Study questions
• A. Update the post on empathy, starting with "the ability to emotionally" and going on through "and intelligent guesswork.", and swap "imagine" for "picture".
• B. In the post on empathy, which work by Dr. Meyer is named as describing intrapersonal projection?
• C. Decide whether each statement agrees with the post on empathy, and give yes or no along with the words from the post that settle it: (i) The writer holds that emotions have to be communicated verbally or non-verbally. (ii) The writer says most people are hard to read in real life. (iii) The writer describes their own emotions as simple.

Source extract
*** Begin section ***

So you have personal experience of understanding what other people are feeling.
No, I have personal experience of people demanding that I experience a certain emotional response when they had no right to demand that of me. They were all empaths or claimed some sort of empathic ability as their reason for their demand. They wanted my emotions and actions/reactions to change in response to their demand. That's what I meant in that context.
the ability to understand and share the feelings of another.
the ability to emotionally understand what other people feel, see things from their point of view, and imagine yourself in their place.
the ability to sense other people's emotions, coupled with the ability to imagine what someone else might be thinking or feeling.
This ability is impossible and does not truly exist. Nobody is truly an empath. They fake it using intellectual calculations and intelligent guesswork.
Most people are easy to read in real life and simply think and feel along with the crowd and the nearest authority figure. They are conformists. Therefore, it creates the illusion that people's emotions and responses can be easily understood, which empaths believe. When you don't have the emotion they think you are feeling, they harass you with a demand to produce that emotion and claim that you are lying about your feelings. It's pretty obvious to me. Most people conform and seek the approval of others in their social group, and extroverts basically have the same thinking as the group anyway, so they just conform to what the "empaths" think they are feeling without thinking about it.
My emotions are controlled, complex, and muted, and I am the authority on what they are - it is simply too complex for an outsider to read. For example, right now I am annoyed because I just wanted to post my opinion in the long post two posts up and leave. However, I believe in the value of intellectual debate, even over subjects that I find to be uncomfortable. This produces the emotion of value, which is why I am still pressing keys when another part of my brain is telling me that I don't want to relive a nightmarish personal experience from 2021. Sometimes bad experiences can lock up cognitive resources, but they can also be instructive. But I know that because I am inside my own head. There's no way someone could read and understand all that from the outside without me directly telling them.
But the intrapersonal clarity that I have just described is not a universal ability. How is everybody supposed to avoid intrapersonal projection when using supposed "empathic" abilities? Dr. Meyer describes the phenomenon of intrapersonal projection in
Don't Let the Jerks Get The Best of You. Answer: they don't. Are some people better able to make better intellectual calculations and intelligent guesswork than me? Yes, some people read facial expressions and make better guesses. Data on psychological patterns is helpful to understand another person's response. There are ways to improve the batting average.
But at the end of the day, there is no biological tunnel in which the biological chemicals of an emotional response can pass from one human to another. Therefore, there is no true empathetic abilities. Emotions must be communicated either verbally or non-verbally from one human being to another directly, and the communication has to be understood enough by the recipient. Once I understood that, it vastly improved my writing abilities because I no longer expected people to understand my internal world without a detailed and sufficient explanation that was true and correct. Misunderstandings led to unproductive reactions; it was better for me to imagine all the ways my writing could be misunderstood by the recipient and adjust my message accordingly.

*** End section ***

Supplied records

*** Begin section ***

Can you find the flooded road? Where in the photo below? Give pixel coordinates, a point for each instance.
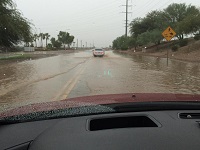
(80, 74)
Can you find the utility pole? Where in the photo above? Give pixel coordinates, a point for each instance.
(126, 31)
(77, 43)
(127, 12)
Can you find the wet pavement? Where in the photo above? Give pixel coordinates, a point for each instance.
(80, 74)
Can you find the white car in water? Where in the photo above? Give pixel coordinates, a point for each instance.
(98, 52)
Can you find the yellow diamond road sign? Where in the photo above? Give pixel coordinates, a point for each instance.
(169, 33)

*** End section ***
*** Begin section ***

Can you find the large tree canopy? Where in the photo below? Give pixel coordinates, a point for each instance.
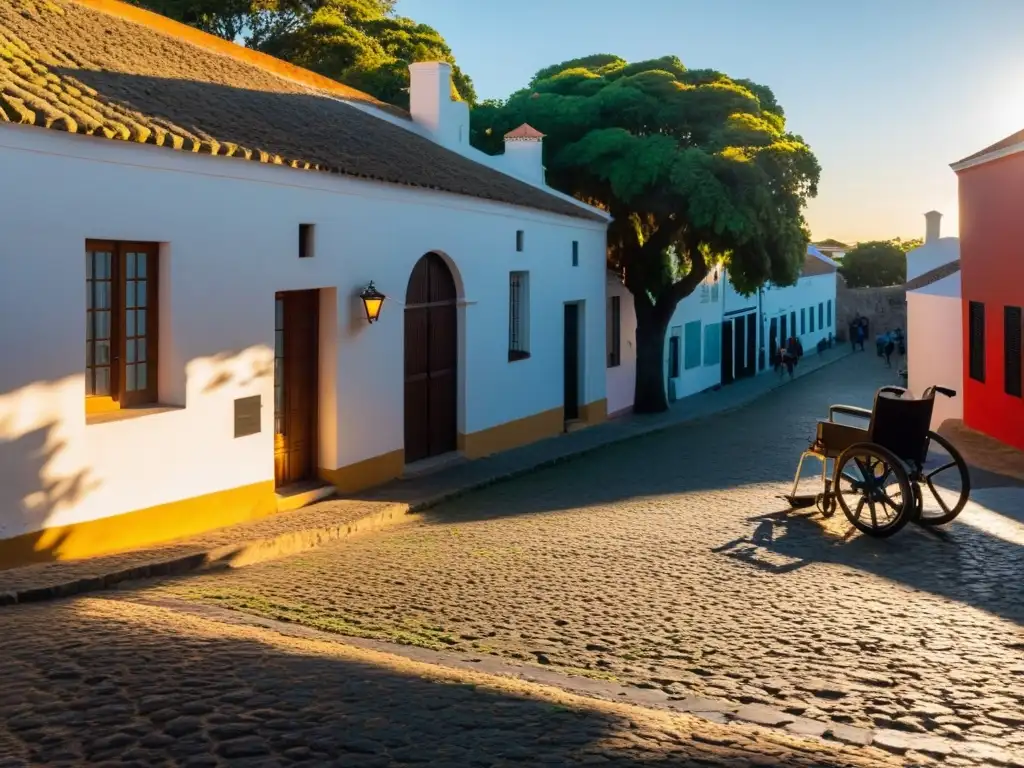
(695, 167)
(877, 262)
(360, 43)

*** End section ***
*** Begin section ***

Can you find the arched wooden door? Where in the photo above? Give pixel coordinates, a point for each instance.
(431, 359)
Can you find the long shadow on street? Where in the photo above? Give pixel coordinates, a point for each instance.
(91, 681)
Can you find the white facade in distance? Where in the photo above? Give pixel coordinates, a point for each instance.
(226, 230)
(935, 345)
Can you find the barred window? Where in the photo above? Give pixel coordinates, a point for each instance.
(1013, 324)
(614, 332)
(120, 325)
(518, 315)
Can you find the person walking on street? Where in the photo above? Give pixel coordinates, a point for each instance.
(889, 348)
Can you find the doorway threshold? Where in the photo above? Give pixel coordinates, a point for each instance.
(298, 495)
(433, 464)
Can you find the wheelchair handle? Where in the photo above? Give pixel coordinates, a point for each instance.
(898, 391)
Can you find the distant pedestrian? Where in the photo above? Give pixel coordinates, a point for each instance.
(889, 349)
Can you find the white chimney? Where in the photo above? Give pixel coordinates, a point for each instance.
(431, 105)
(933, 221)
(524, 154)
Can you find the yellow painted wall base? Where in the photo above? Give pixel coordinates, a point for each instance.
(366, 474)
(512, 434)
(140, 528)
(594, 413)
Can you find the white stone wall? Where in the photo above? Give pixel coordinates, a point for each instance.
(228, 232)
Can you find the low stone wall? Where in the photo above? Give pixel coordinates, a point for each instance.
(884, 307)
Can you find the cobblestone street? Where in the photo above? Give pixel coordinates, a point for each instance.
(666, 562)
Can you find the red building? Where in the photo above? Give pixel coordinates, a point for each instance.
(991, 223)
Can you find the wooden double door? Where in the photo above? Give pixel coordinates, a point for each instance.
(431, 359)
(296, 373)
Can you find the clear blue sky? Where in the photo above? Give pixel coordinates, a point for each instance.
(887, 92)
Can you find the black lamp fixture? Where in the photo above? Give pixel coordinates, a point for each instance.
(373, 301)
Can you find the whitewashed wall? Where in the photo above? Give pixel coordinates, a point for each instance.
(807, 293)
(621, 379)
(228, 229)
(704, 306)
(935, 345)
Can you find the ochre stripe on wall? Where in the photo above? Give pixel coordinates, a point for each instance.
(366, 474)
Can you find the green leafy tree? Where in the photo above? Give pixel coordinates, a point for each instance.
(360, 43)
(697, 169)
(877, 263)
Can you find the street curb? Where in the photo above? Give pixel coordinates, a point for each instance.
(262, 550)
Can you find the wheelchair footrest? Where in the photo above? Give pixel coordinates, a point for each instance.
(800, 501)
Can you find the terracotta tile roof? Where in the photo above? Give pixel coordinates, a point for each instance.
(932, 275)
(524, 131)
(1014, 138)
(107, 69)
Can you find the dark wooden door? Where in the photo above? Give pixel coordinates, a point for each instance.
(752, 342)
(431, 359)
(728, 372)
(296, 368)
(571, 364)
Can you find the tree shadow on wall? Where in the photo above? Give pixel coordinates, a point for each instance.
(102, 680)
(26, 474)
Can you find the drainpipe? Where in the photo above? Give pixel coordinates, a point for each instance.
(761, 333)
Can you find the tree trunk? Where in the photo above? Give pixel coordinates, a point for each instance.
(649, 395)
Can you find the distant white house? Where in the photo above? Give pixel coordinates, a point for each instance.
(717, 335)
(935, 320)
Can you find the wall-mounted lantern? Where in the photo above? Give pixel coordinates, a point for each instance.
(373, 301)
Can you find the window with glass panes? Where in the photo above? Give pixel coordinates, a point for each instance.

*** End section ***

Answers for the exercise
• A.
the ability to emotionally understand what other people feel, see things from their point of view, and picture yourself in their place.
the ability to sense other people's emotions, coupled with the ability to picture what someone else might be thinking or feeling.
This ability is impossible and does not truly exist. Nobody is truly an empath. They fake it using intellectual calculations and intelligent guesswork.

• B. Don't Let the Jerks Get The Best of You

• C.
(i) Yes: "Emotions must be communicated either verbally or non-verbally from one human being to another directly"
(ii) No: "Most people are easy to read in real life"
(iii) No: "My emotions are controlled, complex, and muted"